練習課題:
以下の項目をすべて、一字一句変えずにそのまま書き写してください。画像は解答に含めないでください。

項目一覧:
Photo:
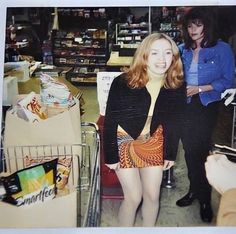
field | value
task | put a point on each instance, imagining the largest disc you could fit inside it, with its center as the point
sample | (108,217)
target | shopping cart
(83,204)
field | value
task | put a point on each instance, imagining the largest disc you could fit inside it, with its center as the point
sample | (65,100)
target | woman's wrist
(200,90)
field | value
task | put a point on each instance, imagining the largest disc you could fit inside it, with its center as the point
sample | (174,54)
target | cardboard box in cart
(62,129)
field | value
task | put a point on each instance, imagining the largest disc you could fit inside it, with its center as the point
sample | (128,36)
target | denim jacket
(215,67)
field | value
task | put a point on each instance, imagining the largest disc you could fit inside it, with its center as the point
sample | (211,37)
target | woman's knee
(133,198)
(152,197)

解答:
Photo:
field | value
task | put a point on each instance, imagining the largest disc you could fit inside it, with its center as the point
sample | (108,217)
target | shopping cart
(83,204)
field | value
task | put a point on each instance, imagining the largest disc you could fit inside it, with its center as the point
sample | (65,100)
target | woman's wrist
(200,90)
field | value
task | put a point on each instance, imagining the largest disc you could fit inside it, with its center as the point
sample | (174,54)
target | cardboard box in cart
(62,129)
field | value
task | put a point on each instance, imagining the largest disc you could fit inside it, with its center as the point
sample | (128,36)
target | denim jacket
(215,67)
field | value
task | put a point on each instance, imagining the largest disc you could fit inside it, with its center as the point
sample | (211,37)
target | woman's knee
(133,198)
(152,197)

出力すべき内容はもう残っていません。